Text provided:
+ + + + + + +

Sarah Manguso's aphorisms feel powerful in our age of alternative facts.

Illustration by Daniel Bejar

I find myself thinking a great deal lately about Mary Svevo, the character from Eternal Sunshine of the Spotless Mind who has had her memory erased but who loves quotations. She rattles off lines from Bartlett’s compendium when she has nothing else to say. These quotations cling to her cortex, forming a bridge between confusion and clarity. By repeating the wisdom of others, she manages to reconstitute some sense of holistic identity. Everyone in the film believes that her obsession is silly; but is it? A mind in need of answers seeks them out in small kernels that it can repeat, build upon, and constitute itself around.

+ + + + + + +

Data extract:
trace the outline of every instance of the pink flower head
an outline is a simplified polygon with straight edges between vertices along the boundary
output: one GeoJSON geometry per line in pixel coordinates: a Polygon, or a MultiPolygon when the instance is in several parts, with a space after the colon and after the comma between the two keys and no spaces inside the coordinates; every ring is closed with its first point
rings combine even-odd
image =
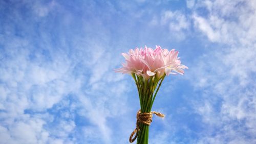
{"type": "Polygon", "coordinates": [[[155,75],[160,78],[165,74],[167,76],[170,74],[176,74],[172,71],[183,75],[184,73],[183,69],[188,68],[181,64],[180,58],[178,58],[178,53],[174,49],[169,52],[157,45],[154,50],[146,46],[144,49],[138,47],[134,50],[131,49],[128,53],[122,54],[126,63],[122,64],[123,67],[115,71],[123,74],[135,73],[146,79],[155,75]]]}

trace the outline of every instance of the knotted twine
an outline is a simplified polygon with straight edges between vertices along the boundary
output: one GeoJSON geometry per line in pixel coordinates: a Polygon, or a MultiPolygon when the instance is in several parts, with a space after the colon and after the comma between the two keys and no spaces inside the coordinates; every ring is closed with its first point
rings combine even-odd
{"type": "Polygon", "coordinates": [[[137,113],[136,116],[136,128],[131,134],[131,136],[130,136],[129,139],[130,142],[133,142],[134,140],[135,140],[135,139],[136,139],[136,138],[138,136],[138,132],[140,131],[139,123],[143,123],[147,126],[150,126],[151,122],[152,122],[152,117],[153,116],[152,114],[155,114],[161,117],[164,117],[164,114],[162,114],[160,112],[151,111],[150,112],[140,113],[140,109],[139,110],[139,111],[137,113]],[[134,138],[133,138],[133,137],[135,133],[135,136],[134,138]]]}

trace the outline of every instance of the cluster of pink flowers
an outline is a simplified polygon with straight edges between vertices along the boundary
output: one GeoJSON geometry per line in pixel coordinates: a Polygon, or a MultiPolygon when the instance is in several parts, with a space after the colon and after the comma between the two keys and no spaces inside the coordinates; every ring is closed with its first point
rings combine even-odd
{"type": "Polygon", "coordinates": [[[123,67],[117,69],[116,72],[135,73],[146,79],[153,76],[161,78],[165,74],[167,76],[177,73],[183,75],[183,69],[188,69],[188,67],[181,64],[178,54],[179,52],[175,51],[175,49],[169,51],[157,45],[154,50],[146,46],[144,49],[138,47],[134,50],[131,49],[128,53],[122,54],[126,62],[123,63],[123,67]]]}

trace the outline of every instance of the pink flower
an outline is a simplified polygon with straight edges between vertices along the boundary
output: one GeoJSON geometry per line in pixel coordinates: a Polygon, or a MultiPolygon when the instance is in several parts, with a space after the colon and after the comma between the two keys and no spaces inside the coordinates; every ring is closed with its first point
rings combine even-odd
{"type": "Polygon", "coordinates": [[[178,58],[178,51],[175,51],[175,49],[170,50],[169,52],[167,49],[162,51],[162,56],[164,62],[165,74],[169,76],[171,74],[177,74],[172,72],[174,70],[181,75],[184,73],[182,69],[188,68],[184,65],[181,64],[180,58],[178,58]]]}
{"type": "Polygon", "coordinates": [[[170,74],[176,74],[174,71],[183,75],[183,69],[188,68],[181,64],[180,58],[178,58],[179,52],[174,49],[169,52],[167,49],[162,49],[160,46],[156,46],[153,50],[151,48],[130,50],[127,54],[122,55],[125,58],[126,63],[122,64],[123,67],[117,69],[116,72],[123,74],[135,73],[148,79],[155,75],[160,78],[170,74]]]}

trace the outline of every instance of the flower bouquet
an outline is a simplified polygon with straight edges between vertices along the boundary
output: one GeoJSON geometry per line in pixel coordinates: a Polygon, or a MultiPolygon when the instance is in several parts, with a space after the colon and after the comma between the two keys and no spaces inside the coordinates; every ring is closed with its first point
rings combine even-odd
{"type": "Polygon", "coordinates": [[[145,46],[144,49],[131,49],[128,53],[122,54],[126,63],[123,63],[123,67],[115,71],[132,75],[138,88],[141,108],[137,114],[136,128],[131,135],[130,142],[138,137],[137,143],[148,143],[152,114],[164,116],[160,113],[151,111],[151,108],[165,76],[177,73],[183,75],[183,69],[188,68],[181,64],[178,53],[175,49],[169,51],[156,46],[153,50],[145,46]]]}

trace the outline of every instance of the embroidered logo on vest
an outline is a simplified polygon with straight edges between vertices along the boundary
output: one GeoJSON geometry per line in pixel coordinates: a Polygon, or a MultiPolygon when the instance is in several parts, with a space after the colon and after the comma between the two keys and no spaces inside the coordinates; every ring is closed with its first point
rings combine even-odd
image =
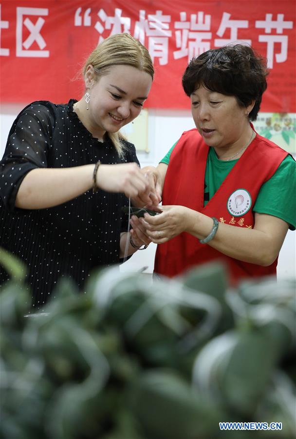
{"type": "Polygon", "coordinates": [[[230,195],[227,201],[227,209],[234,217],[241,217],[249,210],[252,205],[251,195],[245,189],[237,189],[230,195]]]}

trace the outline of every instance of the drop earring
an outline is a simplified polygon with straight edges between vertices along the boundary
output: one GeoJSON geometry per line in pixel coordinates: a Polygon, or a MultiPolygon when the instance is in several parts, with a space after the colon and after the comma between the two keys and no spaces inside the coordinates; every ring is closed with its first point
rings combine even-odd
{"type": "Polygon", "coordinates": [[[89,102],[91,100],[91,95],[89,93],[88,91],[87,91],[85,95],[84,95],[85,97],[85,101],[86,102],[86,109],[89,109],[89,102]]]}

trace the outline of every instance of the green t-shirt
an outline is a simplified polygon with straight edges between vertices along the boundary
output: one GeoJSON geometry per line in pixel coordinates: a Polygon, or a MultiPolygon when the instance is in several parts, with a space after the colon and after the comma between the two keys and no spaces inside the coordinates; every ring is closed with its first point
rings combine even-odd
{"type": "MultiPolygon", "coordinates": [[[[175,143],[161,163],[168,164],[175,143]]],[[[204,205],[214,196],[238,159],[219,160],[210,148],[204,176],[204,205]]],[[[296,228],[296,162],[291,156],[282,161],[273,176],[261,186],[253,208],[253,212],[273,215],[283,220],[289,228],[296,228]]]]}

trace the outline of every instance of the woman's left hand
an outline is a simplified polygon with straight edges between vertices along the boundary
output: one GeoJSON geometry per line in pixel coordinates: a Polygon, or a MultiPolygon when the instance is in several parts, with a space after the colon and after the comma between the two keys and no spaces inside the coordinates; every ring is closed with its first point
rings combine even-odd
{"type": "Polygon", "coordinates": [[[162,244],[185,232],[189,226],[190,209],[184,206],[161,206],[161,214],[145,214],[140,219],[145,233],[156,244],[162,244]]]}
{"type": "Polygon", "coordinates": [[[134,244],[137,247],[141,247],[142,245],[148,245],[151,242],[151,240],[148,236],[139,218],[135,215],[133,215],[130,218],[130,225],[132,227],[130,233],[134,244]]]}

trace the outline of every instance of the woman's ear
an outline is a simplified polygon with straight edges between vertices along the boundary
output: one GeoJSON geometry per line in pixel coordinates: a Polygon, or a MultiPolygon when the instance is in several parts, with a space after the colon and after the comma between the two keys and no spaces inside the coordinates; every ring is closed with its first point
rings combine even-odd
{"type": "Polygon", "coordinates": [[[94,79],[95,72],[93,66],[91,64],[89,64],[86,68],[84,75],[84,82],[86,89],[91,88],[94,79]]]}
{"type": "Polygon", "coordinates": [[[255,102],[256,101],[255,99],[253,99],[250,104],[249,104],[247,107],[247,110],[248,111],[248,114],[250,114],[253,109],[254,108],[254,106],[255,104],[255,102]]]}

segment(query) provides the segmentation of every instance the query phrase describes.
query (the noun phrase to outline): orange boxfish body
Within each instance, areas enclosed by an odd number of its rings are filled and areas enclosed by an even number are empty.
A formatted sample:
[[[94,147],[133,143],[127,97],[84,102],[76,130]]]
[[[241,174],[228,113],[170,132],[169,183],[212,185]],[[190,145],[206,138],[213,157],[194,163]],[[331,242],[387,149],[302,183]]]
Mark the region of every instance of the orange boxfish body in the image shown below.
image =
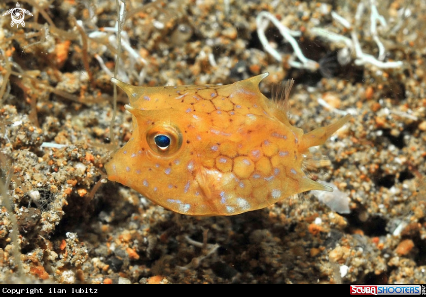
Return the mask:
[[[310,190],[304,154],[350,118],[307,134],[292,126],[286,99],[259,89],[265,73],[231,85],[135,87],[113,79],[130,98],[131,139],[105,165],[108,179],[157,204],[191,215],[232,215]]]

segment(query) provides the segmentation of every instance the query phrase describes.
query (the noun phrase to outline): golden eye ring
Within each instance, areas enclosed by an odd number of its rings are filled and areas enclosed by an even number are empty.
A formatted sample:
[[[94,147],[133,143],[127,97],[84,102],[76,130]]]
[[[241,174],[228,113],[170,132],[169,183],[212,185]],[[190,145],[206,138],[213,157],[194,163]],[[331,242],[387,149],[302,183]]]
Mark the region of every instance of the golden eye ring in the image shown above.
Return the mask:
[[[153,127],[147,133],[147,141],[152,151],[161,156],[173,155],[182,146],[183,137],[173,126]]]

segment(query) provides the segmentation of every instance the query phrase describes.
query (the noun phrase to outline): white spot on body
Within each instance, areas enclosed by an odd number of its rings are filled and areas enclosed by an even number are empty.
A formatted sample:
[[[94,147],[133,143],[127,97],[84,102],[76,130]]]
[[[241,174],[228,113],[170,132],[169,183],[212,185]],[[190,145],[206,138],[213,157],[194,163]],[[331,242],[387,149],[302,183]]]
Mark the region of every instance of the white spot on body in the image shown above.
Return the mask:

+ + + + + + +

Stated problem: Reproduce the essay on Sarah Manguso's aphorisms word for word, starting with "Sarah Manguso's aphorisms" and going on through "constitute itself around.". The material after the essay on Sarah Manguso's aphorisms is separate from it.

Result for this exercise:
Sarah Manguso's aphorisms feel powerful in our age of alternative facts.

Illustration by Daniel Bejar

I find myself thinking a great deal lately about Mary Svevo, the character from Eternal Sunshine of the Spotless Mind who has had her memory erased but who loves quotations. She rattles off lines from Bartlett’s compendium when she has nothing else to say. These quotations cling to her cortex, forming a bridge between confusion and clarity. By repeating the wisdom of others, she manages to reconstitute some sense of holistic identity. Everyone in the film believes that her obsession is silly; but is it? A mind in need of answers seeks them out in small kernels that it can repeat, build upon, and constitute itself around.